*Assignment*: Return exactly the lines that run from the one containing "pixel 129 109" to the end of the entries, with both ends included.

*Source records*:
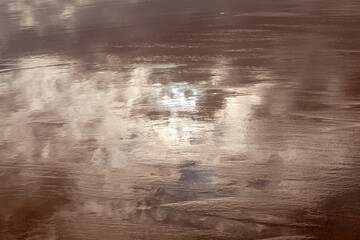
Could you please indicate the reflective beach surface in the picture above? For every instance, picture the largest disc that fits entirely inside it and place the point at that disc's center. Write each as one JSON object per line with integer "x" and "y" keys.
{"x": 159, "y": 119}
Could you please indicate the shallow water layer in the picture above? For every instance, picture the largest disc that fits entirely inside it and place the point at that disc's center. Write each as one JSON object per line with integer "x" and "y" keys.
{"x": 162, "y": 119}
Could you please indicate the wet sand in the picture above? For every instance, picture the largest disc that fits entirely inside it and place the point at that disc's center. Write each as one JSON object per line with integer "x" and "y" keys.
{"x": 181, "y": 119}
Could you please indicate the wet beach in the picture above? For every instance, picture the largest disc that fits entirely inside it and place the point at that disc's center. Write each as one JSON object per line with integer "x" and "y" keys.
{"x": 159, "y": 119}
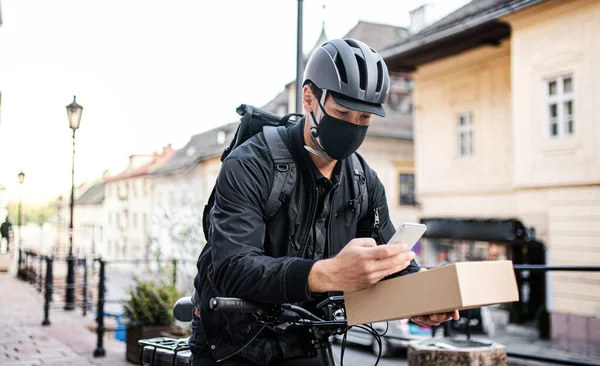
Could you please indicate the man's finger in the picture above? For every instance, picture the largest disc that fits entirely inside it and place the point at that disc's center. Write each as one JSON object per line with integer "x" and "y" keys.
{"x": 386, "y": 251}
{"x": 366, "y": 242}
{"x": 386, "y": 267}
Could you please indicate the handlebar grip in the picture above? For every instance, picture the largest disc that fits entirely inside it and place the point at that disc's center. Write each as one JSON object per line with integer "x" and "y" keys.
{"x": 235, "y": 305}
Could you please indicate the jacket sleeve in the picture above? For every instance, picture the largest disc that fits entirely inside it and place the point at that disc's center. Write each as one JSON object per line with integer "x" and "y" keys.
{"x": 378, "y": 203}
{"x": 237, "y": 236}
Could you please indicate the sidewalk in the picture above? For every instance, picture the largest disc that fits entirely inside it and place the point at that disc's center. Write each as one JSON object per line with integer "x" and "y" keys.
{"x": 67, "y": 341}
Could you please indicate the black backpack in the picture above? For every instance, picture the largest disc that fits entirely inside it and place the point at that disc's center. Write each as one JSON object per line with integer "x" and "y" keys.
{"x": 255, "y": 120}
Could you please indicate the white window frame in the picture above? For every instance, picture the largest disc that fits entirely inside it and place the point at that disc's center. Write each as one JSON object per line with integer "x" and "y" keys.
{"x": 560, "y": 99}
{"x": 467, "y": 130}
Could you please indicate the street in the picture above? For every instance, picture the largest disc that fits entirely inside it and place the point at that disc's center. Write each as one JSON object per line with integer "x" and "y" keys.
{"x": 362, "y": 356}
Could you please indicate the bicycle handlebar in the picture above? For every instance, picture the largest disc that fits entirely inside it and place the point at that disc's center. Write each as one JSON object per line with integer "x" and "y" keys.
{"x": 236, "y": 305}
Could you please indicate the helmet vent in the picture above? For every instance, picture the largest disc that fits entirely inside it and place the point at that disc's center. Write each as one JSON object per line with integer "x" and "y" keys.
{"x": 379, "y": 77}
{"x": 339, "y": 64}
{"x": 352, "y": 43}
{"x": 362, "y": 72}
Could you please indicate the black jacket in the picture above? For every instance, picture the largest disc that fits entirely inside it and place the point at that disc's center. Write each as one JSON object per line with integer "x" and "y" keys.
{"x": 249, "y": 258}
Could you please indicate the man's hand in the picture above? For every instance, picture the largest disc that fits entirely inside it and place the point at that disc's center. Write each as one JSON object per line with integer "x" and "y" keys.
{"x": 434, "y": 319}
{"x": 360, "y": 264}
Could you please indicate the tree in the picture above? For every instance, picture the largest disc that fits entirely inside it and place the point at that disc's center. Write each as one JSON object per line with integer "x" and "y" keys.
{"x": 176, "y": 233}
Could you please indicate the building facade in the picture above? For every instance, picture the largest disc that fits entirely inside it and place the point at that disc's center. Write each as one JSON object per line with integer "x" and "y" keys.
{"x": 128, "y": 206}
{"x": 506, "y": 149}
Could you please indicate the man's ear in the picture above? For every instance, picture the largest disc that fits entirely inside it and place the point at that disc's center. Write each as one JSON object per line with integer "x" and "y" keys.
{"x": 307, "y": 99}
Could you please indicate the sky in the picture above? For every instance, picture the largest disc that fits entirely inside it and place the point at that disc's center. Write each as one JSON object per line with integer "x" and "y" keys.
{"x": 148, "y": 73}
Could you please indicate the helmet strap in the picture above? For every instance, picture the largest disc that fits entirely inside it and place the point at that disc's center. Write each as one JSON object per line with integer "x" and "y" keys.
{"x": 314, "y": 129}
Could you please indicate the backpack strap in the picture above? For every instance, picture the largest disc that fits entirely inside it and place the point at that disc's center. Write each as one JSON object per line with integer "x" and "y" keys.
{"x": 361, "y": 201}
{"x": 284, "y": 179}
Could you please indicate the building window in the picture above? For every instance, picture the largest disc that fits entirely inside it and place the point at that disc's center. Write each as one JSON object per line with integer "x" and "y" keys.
{"x": 561, "y": 97}
{"x": 281, "y": 110}
{"x": 221, "y": 137}
{"x": 407, "y": 189}
{"x": 465, "y": 134}
{"x": 400, "y": 102}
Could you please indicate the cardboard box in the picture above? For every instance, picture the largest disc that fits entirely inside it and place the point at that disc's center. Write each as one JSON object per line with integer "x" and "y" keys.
{"x": 456, "y": 286}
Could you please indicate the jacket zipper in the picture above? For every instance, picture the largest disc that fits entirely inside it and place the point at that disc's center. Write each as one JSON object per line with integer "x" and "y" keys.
{"x": 312, "y": 222}
{"x": 376, "y": 223}
{"x": 331, "y": 213}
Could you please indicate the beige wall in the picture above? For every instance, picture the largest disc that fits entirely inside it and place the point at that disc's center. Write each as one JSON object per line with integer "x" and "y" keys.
{"x": 517, "y": 170}
{"x": 564, "y": 40}
{"x": 477, "y": 81}
{"x": 389, "y": 158}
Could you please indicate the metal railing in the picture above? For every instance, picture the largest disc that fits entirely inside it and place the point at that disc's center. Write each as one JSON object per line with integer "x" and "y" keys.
{"x": 101, "y": 328}
{"x": 31, "y": 270}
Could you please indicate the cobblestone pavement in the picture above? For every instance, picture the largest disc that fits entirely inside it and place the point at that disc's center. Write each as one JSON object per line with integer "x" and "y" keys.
{"x": 67, "y": 341}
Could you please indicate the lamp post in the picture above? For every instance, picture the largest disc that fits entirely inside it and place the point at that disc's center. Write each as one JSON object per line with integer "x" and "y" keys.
{"x": 74, "y": 113}
{"x": 21, "y": 177}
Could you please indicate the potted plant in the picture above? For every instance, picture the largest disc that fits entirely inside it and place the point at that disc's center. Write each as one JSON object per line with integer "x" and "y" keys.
{"x": 150, "y": 313}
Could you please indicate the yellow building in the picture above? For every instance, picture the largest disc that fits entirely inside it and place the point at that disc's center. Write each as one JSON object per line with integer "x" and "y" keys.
{"x": 507, "y": 148}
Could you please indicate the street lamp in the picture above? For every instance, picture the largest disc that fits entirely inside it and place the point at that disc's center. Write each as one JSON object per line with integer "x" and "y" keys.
{"x": 21, "y": 176}
{"x": 74, "y": 113}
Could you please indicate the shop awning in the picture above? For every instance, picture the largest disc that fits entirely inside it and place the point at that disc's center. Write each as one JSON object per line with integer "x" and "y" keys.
{"x": 492, "y": 230}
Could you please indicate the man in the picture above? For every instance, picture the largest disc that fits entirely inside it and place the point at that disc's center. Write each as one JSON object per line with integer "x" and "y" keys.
{"x": 317, "y": 242}
{"x": 6, "y": 232}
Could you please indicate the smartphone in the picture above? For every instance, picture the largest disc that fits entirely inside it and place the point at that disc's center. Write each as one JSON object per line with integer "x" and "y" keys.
{"x": 409, "y": 233}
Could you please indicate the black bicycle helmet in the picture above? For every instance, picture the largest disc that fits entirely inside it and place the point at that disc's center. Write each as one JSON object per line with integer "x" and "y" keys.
{"x": 353, "y": 72}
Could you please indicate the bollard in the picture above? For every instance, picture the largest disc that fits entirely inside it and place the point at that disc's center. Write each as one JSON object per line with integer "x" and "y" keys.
{"x": 70, "y": 292}
{"x": 19, "y": 270}
{"x": 84, "y": 286}
{"x": 40, "y": 278}
{"x": 175, "y": 272}
{"x": 48, "y": 290}
{"x": 99, "y": 351}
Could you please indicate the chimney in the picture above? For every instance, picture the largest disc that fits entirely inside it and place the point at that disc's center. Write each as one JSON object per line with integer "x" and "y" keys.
{"x": 420, "y": 18}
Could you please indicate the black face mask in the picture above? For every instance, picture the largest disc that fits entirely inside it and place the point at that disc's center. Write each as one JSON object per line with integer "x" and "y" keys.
{"x": 338, "y": 138}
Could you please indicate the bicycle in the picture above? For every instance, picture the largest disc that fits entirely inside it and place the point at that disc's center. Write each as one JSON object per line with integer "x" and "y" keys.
{"x": 169, "y": 351}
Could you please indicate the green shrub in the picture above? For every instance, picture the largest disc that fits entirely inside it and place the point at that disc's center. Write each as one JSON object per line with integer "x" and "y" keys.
{"x": 151, "y": 303}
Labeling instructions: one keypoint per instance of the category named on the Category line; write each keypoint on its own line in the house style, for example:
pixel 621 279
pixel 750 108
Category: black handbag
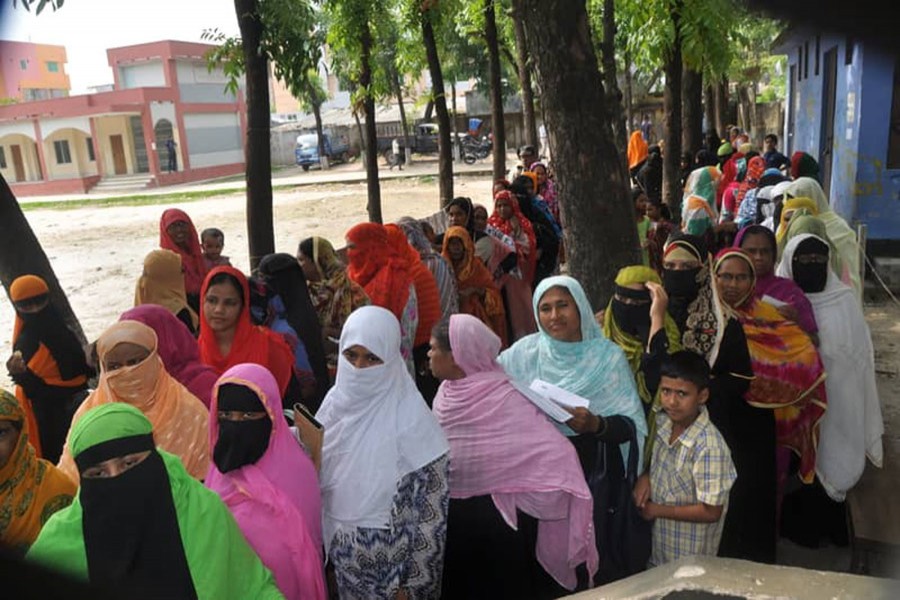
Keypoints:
pixel 623 536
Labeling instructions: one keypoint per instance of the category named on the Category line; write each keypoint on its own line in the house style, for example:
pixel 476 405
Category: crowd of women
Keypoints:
pixel 361 425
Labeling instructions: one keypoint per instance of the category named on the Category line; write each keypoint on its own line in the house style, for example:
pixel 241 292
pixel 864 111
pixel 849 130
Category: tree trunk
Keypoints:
pixel 528 118
pixel 629 95
pixel 498 127
pixel 692 111
pixel 456 149
pixel 592 180
pixel 672 107
pixel 398 92
pixel 320 135
pixel 258 155
pixel 613 94
pixel 445 156
pixel 722 110
pixel 709 110
pixel 365 82
pixel 21 254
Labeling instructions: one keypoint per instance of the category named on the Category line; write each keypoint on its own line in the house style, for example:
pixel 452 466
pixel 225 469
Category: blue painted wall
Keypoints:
pixel 862 189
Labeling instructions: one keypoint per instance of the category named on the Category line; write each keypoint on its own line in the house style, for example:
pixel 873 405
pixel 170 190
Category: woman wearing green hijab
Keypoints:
pixel 140 523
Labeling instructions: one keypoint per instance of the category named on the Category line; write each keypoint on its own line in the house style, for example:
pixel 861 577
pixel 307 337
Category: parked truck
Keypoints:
pixel 337 149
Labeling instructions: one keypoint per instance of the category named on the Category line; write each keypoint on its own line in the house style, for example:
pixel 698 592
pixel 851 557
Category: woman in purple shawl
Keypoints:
pixel 788 298
pixel 177 348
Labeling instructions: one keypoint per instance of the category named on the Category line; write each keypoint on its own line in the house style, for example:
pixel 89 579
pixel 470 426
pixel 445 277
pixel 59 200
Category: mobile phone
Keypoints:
pixel 307 415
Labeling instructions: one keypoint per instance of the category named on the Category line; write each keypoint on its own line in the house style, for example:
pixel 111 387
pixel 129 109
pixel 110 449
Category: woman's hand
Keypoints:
pixel 583 420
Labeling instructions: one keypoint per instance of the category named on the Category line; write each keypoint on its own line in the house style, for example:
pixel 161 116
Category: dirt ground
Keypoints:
pixel 98 254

*Exercise output*:
pixel 129 109
pixel 110 449
Category: woman's hand
Keypoints:
pixel 583 420
Labeling instructions: one keypoint per instance of the category named on the Category line; write each keypoint on its own line in the house style, for example:
pixel 161 116
Category: dirt ground
Keypoints:
pixel 98 254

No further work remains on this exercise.